= Your objective =
Copy every line of the listing below without changing anything.

>>>

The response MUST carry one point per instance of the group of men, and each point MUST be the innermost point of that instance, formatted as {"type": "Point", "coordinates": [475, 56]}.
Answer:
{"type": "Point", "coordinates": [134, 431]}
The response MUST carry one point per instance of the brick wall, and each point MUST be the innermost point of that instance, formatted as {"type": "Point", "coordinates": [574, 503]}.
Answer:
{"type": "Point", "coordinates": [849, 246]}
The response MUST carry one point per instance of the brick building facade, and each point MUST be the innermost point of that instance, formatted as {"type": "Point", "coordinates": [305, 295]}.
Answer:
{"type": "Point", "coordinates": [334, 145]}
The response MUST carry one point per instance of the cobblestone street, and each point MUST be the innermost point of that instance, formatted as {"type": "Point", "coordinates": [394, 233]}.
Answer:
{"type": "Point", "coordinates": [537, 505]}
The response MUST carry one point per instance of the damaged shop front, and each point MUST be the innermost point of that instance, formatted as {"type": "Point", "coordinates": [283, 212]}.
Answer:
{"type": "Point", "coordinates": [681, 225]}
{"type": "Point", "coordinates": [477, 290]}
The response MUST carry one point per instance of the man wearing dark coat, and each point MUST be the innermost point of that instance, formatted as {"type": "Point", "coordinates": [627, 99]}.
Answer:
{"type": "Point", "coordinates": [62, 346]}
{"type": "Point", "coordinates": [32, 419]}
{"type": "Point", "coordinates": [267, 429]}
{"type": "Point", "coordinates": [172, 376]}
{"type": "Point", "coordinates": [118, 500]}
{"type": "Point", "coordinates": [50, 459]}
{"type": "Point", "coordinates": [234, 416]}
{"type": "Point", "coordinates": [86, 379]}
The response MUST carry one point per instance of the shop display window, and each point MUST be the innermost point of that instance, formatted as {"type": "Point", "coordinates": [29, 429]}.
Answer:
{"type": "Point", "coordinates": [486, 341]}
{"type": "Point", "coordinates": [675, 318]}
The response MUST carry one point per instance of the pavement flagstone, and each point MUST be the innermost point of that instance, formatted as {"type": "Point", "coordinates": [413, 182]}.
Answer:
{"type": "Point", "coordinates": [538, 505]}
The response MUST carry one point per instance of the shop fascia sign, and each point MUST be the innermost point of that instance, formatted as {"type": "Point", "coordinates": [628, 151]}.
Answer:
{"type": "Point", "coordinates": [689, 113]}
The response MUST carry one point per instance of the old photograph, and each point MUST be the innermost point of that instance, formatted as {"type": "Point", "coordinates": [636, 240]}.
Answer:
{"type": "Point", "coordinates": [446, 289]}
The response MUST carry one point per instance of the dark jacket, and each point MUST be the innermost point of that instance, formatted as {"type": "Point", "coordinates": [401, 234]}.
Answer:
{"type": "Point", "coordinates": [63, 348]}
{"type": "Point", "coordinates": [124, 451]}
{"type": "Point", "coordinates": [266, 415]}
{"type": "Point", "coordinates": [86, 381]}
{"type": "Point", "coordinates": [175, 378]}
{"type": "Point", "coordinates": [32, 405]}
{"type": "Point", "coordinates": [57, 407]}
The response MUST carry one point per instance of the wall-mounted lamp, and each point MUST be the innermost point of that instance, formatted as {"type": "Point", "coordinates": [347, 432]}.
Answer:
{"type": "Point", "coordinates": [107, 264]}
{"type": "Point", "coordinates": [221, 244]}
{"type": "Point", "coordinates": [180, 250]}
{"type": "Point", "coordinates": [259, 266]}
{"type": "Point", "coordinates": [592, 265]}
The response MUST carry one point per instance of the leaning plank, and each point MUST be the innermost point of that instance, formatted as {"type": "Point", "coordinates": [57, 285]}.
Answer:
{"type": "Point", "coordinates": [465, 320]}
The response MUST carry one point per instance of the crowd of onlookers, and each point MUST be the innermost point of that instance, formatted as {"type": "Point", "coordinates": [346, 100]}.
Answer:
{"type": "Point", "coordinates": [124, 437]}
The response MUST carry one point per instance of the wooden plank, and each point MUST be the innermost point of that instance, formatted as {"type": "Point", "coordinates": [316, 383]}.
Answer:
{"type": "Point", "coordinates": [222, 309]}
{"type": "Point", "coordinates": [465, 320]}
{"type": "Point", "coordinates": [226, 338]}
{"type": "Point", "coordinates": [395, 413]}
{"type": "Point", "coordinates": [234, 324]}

<<<

= Correct result =
The response MUST carry one point per instance of the group of men, and each point MUST be the innermost point of that instance, formatted as {"type": "Point", "coordinates": [475, 56]}.
Answer:
{"type": "Point", "coordinates": [134, 431]}
The response MUST carry one point per instance of the brick wall, and each point MUST be the innermost point of that instance, formatted as {"type": "Point", "coordinates": [574, 503]}.
Answer:
{"type": "Point", "coordinates": [849, 246]}
The response MUST carry one point per instance of the brick building facade, and each point MUST be the innermost point of that instance, formatted as {"type": "Point", "coordinates": [305, 295]}.
Answer:
{"type": "Point", "coordinates": [334, 145]}
The response MUST carry one point per instance of the cobblestone street, and each point MUST be the innermost point of that instance, formatted as {"type": "Point", "coordinates": [394, 233]}.
Answer:
{"type": "Point", "coordinates": [537, 505]}
The response MUST carry one point per instance of the damaged shop front, and each point MUST be the innermost point of that instance, formatted as {"type": "Point", "coordinates": [283, 212]}.
Answer:
{"type": "Point", "coordinates": [681, 225]}
{"type": "Point", "coordinates": [477, 290]}
The response MUST carry one point per instance of the man wearing dark coat, and each point MUST be the innermost point of that instance, formatted as {"type": "Point", "coordinates": [627, 99]}.
Answer:
{"type": "Point", "coordinates": [62, 346]}
{"type": "Point", "coordinates": [32, 419]}
{"type": "Point", "coordinates": [267, 429]}
{"type": "Point", "coordinates": [172, 376]}
{"type": "Point", "coordinates": [118, 500]}
{"type": "Point", "coordinates": [50, 459]}
{"type": "Point", "coordinates": [234, 416]}
{"type": "Point", "coordinates": [86, 379]}
The response MUST carry one point per instance of the shop display window, and each point MUST be the innermost point of that instance, formatted as {"type": "Point", "coordinates": [29, 429]}.
Answer:
{"type": "Point", "coordinates": [486, 341]}
{"type": "Point", "coordinates": [675, 318]}
The response MUST carry one point per instance of the pavement flagstone, and each point MUST be the innermost point of that instance, formatted as {"type": "Point", "coordinates": [413, 182]}.
Answer:
{"type": "Point", "coordinates": [538, 505]}
The response MUST carry one point per instance of the shop fascia sign, and each point MUST be the innermost point of that instance, formatted as {"type": "Point", "coordinates": [628, 151]}.
Answer:
{"type": "Point", "coordinates": [689, 113]}
The response MUST carry one point per instance of the old photograph, and each point MUST be the innermost point of that instance, formatted as {"type": "Point", "coordinates": [636, 240]}.
Answer:
{"type": "Point", "coordinates": [446, 289]}
The response MUST carry one point per instance of the dark jacket, and each point MUST be the innermost point of that instance, formatted as {"type": "Point", "coordinates": [401, 234]}.
Answer:
{"type": "Point", "coordinates": [63, 348]}
{"type": "Point", "coordinates": [124, 451]}
{"type": "Point", "coordinates": [266, 415]}
{"type": "Point", "coordinates": [86, 381]}
{"type": "Point", "coordinates": [175, 378]}
{"type": "Point", "coordinates": [32, 405]}
{"type": "Point", "coordinates": [57, 407]}
The response MUST carry one point per instance of the wall-mounted lamp, and each point MUST be the innermost point of that instance, formatted as {"type": "Point", "coordinates": [347, 432]}.
Answer:
{"type": "Point", "coordinates": [107, 264]}
{"type": "Point", "coordinates": [221, 244]}
{"type": "Point", "coordinates": [180, 250]}
{"type": "Point", "coordinates": [259, 266]}
{"type": "Point", "coordinates": [592, 265]}
The response MUST carry one point per instance of the leaning plank, and each point MUST be the innermost point of that instance, formatted as {"type": "Point", "coordinates": [57, 285]}.
Answer:
{"type": "Point", "coordinates": [465, 320]}
The response MUST carry one point per instance of the crowd of onlookers, and each point MUST be the innermost point of that instance, formatted as {"type": "Point", "coordinates": [346, 100]}.
Answer:
{"type": "Point", "coordinates": [124, 437]}
The response MUST carry one point per instance of the wooden plank, and each point MUST be the innermost point of that instance, formatted as {"type": "Point", "coordinates": [316, 383]}.
Answer:
{"type": "Point", "coordinates": [222, 309]}
{"type": "Point", "coordinates": [465, 320]}
{"type": "Point", "coordinates": [226, 338]}
{"type": "Point", "coordinates": [395, 413]}
{"type": "Point", "coordinates": [234, 324]}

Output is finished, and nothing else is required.